* **Tarefa 1**: Transcreva literalmente o trecho do texto sobre a Quimbanda que vai de "A Quimbanda uniu" até "a goécia brasileira.".
* **Tarefa 2**: Relacione todos os títulos de livros e textos mencionados no texto sobre a Quimbanda.
* **Tarefa 3**: Condense em forma de lista o parágrafo do texto sobre a Quimbanda iniciado por "O grimório que mais me familiarizei", preservando seus fatos principais.

* **Texto de leitura**:
■ ■ ■ ■ ■ ■ ■

A Quimbanda é a feitiçaria tradicional brasileira. Alguns adeptos, os kimbandas, preferem o termo bruxaria ao invés de feitiçaria, destacando o fato de que se trata de um culto brasileiro ao Diabo. É uma tradição mágico-religiosa do ocultismo brasileiro que conseguiu unir as técnicas de transe, os ritos de oferendas e sacrifícios animais, ausentes em muitos grimórios tradicionais, a convocação de demônios associados aos espíritos dos mortos. E isso não é novo na história da magia. Desde pelo menos o período da Antiguidade a convocação de mortos esteve associada também a convocação de demônios.[4]


A Quimbanda uniu o melhor de três culturas: ameríndia, africana e ibérica em um sistema de demonologia e diabolismo prático com métodos únicos capazes de criar uma interface entre os éteres habitados por demônios e àqueles habitados pelos mortos. É a goécia brasileira.


O grimório que mais me familiarizei no curso de minha carreira mágica foi o Livro da Magia Sagrada de Abranelin, o Mago. O foco central, e também o objetivo último de minha jornada magística por mais de vinte anos foi a busca por uma experiência conhecida como o Conhecimento & Conversação com o Sagrado Anjo Guardião, pelo fato de meu envolvimento com a filosofia thelêmica, cujo tema central é o Sagrado Anjo Guardião. O Livro da Magia Sagrada de Abranelin, o Mago é tido como referência fundamental na filosofia de thelema e todos os thelemitas são encorajados a colocá-lo em prática, seja no seu formato original ou adaptado as condições modernas e individuais. Durante um bom tempo eu pude experimentar a magia de Abramelin e escrevi um livro dedicado ao tema, adaptado a filosofia de thelema. Eu o nomeei como Corrente 93: A Corrente Solar do Novo Aeon e está disponível no site do Clube de Autores.


Mas foi somente com a iniciação na Quimbanda que o Livro da Magia Sagrada de Abranelin, o Mago se abriu para mim, porque pude aplicar as técnicas da Quimbanda a convocação dos poderes da terra, os demônios conjurados através das quadraturas mágicas disponíveis no grimório. No texto A Goécia de Abramelin, eu faço uma introdução concisa sobre o grimório.

■ ■ ■ ■ ■ ■ ■

Dados extraídos de uma coleção

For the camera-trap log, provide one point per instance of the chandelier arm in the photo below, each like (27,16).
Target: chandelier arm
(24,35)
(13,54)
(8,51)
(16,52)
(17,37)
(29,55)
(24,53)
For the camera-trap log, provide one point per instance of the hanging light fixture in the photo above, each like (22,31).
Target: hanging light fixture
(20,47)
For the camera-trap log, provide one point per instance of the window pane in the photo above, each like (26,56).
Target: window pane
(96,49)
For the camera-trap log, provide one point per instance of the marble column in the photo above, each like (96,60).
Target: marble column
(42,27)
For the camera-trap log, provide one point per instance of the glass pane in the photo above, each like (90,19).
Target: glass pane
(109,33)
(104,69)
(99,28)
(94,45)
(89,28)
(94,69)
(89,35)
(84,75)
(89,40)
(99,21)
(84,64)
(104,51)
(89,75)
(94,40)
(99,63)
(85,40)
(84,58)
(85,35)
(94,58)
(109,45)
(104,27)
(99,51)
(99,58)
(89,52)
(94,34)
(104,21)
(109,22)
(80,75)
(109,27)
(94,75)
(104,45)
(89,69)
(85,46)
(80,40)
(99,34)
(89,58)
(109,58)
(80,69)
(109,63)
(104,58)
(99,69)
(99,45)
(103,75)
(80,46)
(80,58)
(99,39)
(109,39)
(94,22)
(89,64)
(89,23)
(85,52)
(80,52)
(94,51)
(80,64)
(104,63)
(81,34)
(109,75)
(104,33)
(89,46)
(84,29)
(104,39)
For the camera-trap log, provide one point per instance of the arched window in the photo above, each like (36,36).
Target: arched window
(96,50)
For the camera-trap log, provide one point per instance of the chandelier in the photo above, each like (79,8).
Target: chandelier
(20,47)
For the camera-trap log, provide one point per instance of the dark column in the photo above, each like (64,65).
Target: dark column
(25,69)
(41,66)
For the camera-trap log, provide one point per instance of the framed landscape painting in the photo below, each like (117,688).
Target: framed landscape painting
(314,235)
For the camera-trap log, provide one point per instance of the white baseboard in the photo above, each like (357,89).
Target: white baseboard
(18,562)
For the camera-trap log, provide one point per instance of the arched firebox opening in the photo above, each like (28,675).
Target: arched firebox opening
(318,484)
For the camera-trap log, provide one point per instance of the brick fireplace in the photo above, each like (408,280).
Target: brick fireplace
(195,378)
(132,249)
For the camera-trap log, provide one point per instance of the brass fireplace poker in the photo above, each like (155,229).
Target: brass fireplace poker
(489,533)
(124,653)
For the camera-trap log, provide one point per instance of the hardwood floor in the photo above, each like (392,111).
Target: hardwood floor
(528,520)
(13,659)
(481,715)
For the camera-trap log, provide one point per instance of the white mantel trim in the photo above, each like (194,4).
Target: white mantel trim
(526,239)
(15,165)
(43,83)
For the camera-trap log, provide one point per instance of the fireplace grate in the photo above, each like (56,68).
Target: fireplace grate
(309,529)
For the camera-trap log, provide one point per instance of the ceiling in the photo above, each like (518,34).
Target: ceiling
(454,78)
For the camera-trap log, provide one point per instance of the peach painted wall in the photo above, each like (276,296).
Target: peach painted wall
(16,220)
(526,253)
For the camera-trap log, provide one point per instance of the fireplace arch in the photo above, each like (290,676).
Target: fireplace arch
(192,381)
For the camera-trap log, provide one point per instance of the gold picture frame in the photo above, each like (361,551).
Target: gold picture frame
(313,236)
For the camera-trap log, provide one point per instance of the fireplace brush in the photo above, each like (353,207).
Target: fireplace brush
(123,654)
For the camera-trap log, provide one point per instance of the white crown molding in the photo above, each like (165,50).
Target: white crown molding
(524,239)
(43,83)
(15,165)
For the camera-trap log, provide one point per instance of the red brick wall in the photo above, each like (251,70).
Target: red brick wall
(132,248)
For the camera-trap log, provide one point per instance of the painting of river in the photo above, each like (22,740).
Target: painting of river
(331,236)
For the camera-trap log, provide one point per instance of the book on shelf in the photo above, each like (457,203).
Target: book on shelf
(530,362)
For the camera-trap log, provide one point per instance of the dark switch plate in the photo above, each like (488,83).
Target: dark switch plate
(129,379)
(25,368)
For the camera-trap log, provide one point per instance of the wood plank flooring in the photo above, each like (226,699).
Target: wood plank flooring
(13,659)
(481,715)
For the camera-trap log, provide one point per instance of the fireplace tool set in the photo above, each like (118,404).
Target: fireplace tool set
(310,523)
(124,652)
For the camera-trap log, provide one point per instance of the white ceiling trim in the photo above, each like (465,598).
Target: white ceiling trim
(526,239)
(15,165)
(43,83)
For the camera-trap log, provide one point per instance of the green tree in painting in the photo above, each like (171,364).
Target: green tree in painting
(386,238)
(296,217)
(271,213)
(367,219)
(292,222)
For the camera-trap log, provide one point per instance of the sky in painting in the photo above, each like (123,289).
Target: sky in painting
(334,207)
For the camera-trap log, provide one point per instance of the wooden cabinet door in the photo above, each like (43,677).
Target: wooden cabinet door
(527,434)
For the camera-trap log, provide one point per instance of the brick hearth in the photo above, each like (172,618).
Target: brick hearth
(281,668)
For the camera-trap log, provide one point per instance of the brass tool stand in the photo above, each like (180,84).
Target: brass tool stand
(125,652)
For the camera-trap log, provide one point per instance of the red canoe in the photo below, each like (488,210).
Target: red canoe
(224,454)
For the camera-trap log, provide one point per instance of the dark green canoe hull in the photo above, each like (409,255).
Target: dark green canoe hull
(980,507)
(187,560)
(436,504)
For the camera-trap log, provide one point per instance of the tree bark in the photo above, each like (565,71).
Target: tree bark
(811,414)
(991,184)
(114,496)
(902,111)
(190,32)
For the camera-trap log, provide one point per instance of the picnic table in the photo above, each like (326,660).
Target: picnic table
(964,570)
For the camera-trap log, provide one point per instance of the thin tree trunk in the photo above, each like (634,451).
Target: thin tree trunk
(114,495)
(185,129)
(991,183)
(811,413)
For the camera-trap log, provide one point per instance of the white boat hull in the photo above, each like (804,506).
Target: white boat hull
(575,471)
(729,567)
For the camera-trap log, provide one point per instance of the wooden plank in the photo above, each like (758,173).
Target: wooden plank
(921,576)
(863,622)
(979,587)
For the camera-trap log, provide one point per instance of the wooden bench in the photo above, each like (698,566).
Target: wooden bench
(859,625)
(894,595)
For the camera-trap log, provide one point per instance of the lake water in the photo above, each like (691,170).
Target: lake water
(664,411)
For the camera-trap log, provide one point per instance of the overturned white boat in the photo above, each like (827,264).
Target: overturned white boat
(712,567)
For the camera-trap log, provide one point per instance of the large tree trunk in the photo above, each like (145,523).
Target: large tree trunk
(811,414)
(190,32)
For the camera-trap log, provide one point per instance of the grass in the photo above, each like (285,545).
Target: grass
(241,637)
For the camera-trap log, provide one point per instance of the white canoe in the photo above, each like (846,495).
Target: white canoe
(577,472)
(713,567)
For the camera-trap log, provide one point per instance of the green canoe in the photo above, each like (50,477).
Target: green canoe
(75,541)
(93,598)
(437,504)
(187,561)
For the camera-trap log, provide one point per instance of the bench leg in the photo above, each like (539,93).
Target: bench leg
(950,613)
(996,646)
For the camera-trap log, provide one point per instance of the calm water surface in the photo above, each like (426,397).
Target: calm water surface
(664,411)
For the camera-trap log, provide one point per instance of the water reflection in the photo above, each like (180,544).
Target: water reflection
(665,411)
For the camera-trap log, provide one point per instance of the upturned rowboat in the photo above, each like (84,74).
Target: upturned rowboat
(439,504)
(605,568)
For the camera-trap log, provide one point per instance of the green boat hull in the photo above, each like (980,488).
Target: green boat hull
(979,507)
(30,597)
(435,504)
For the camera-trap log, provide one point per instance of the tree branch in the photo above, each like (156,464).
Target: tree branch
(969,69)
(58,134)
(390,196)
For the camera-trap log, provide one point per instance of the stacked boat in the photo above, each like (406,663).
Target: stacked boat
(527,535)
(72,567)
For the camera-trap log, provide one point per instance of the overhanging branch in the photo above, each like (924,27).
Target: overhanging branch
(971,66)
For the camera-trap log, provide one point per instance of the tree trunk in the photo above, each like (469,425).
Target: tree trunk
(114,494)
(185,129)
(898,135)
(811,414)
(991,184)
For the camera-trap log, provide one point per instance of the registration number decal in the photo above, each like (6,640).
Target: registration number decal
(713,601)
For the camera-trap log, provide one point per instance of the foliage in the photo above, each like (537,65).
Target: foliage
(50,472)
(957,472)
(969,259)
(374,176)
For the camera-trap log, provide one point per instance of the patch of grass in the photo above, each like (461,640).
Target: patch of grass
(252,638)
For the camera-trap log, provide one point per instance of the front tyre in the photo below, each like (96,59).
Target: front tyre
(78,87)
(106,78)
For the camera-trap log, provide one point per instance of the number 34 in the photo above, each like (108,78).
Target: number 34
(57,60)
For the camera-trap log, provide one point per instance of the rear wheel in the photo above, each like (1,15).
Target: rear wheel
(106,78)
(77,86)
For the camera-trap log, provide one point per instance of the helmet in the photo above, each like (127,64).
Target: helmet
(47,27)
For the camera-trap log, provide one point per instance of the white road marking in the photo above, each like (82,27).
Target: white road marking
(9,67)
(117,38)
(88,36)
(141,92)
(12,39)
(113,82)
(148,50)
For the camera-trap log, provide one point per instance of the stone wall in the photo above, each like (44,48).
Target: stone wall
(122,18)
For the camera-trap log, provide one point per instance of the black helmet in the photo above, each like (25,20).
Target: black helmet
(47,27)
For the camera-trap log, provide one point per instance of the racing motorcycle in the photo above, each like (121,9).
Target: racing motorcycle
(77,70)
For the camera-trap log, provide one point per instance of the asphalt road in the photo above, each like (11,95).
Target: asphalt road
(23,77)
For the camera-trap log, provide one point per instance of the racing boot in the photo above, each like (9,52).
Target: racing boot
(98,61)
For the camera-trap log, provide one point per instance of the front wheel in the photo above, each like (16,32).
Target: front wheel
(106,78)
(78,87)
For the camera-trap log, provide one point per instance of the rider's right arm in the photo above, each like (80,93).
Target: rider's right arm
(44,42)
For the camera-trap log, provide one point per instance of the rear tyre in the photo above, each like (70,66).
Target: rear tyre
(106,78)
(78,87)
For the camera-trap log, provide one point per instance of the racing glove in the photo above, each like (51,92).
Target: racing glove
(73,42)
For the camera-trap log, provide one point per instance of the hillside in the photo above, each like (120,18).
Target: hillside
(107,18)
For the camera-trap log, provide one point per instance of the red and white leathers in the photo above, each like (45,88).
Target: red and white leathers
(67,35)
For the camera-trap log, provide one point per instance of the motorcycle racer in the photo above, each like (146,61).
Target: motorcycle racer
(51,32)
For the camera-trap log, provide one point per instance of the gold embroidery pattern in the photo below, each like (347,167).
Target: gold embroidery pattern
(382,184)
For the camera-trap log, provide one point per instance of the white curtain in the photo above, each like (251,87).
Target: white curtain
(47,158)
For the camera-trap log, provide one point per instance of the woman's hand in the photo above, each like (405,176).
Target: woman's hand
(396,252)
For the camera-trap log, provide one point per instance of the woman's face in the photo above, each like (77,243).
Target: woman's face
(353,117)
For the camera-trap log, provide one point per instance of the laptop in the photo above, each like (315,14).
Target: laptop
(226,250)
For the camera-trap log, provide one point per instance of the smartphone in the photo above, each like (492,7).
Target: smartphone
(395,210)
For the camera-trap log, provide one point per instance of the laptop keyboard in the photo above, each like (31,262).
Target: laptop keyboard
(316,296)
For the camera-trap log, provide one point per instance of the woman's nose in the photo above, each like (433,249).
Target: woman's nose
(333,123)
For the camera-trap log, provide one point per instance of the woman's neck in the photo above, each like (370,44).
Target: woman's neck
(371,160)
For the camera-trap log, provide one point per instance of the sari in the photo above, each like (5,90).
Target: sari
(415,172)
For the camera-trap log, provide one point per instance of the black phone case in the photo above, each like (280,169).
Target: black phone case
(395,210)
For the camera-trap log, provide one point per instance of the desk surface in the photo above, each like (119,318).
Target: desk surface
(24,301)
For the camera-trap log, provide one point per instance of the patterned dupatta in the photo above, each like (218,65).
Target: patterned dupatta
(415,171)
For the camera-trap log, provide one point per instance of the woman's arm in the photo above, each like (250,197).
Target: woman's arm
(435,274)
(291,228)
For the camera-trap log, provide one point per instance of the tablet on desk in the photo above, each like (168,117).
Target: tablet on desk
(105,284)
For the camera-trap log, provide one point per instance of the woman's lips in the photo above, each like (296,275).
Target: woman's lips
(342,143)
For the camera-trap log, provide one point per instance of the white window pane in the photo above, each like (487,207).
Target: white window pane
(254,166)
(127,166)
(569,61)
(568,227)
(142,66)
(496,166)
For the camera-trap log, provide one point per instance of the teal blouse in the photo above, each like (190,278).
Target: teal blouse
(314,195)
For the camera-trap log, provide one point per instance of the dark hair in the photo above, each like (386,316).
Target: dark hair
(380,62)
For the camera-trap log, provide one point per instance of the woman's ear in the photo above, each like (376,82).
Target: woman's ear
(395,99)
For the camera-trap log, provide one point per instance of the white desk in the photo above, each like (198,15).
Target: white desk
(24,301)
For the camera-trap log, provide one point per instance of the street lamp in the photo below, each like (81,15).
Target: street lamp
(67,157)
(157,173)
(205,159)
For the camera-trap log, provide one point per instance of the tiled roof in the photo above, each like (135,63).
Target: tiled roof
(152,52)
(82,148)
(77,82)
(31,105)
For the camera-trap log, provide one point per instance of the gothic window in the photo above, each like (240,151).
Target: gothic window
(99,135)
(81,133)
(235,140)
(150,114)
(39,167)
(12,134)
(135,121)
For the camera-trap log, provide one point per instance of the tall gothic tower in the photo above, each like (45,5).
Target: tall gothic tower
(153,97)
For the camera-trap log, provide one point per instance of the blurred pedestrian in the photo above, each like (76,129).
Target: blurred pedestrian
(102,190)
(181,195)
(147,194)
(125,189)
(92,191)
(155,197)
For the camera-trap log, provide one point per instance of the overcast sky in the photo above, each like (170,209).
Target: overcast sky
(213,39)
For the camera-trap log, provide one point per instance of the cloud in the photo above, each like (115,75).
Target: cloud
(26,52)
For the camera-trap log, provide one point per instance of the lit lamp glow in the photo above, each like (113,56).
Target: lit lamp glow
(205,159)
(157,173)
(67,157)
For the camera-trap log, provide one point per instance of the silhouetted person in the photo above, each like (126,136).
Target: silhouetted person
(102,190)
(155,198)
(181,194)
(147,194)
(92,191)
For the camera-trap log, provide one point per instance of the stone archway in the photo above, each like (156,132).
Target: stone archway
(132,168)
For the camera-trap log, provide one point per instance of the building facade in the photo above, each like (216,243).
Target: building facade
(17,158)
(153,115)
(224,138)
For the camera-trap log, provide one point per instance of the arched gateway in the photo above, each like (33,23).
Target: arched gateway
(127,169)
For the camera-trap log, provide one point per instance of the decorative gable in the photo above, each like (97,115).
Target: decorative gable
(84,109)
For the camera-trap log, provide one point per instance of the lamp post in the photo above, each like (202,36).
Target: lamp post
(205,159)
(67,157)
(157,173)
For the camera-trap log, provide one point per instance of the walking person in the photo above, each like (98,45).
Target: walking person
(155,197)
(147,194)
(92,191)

■ ■ ■ ■ ■ ■ ■

* **Sua resposta 1**:
A Quimbanda uniu o melhor de três culturas: ameríndia, africana e ibérica em um sistema de demonologia e diabolismo prático com métodos únicos capazes de criar uma interface entre os éteres habitados por demônios e àqueles habitados pelos mortos. É a goécia brasileira.

* **Sua resposta 2**:
- Livro da Magia Sagrada de Abranelin, o Mago
- Corrente 93: A Corrente Solar do Novo Aeon
- A Goécia de Abramelin

* **Sua resposta 3**:
- O grimório mais familiar a quem escreve é o Livro da Magia Sagrada de Abranelin, o Mago.
- Por mais de vinte anos, o objetivo central de sua jornada foi o Conhecimento & Conversação com o Sagrado Anjo Guardião. Esse é o tema central da filosofia thelêmica, com a qual quem escreve tem envolvimento.
- O livro é referência fundamental em thelema, e os thelemitas são encorajados a praticá-lo, no formato original ou adaptado.
- Depois de experimentar por bastante tempo a magia de Abramelin, quem escreve publicou um livro sobre o tema adaptado a thelema. O título é Corrente 93: A Corrente Solar do Novo Aeon, e a obra está disponível no site do Clube de Autores.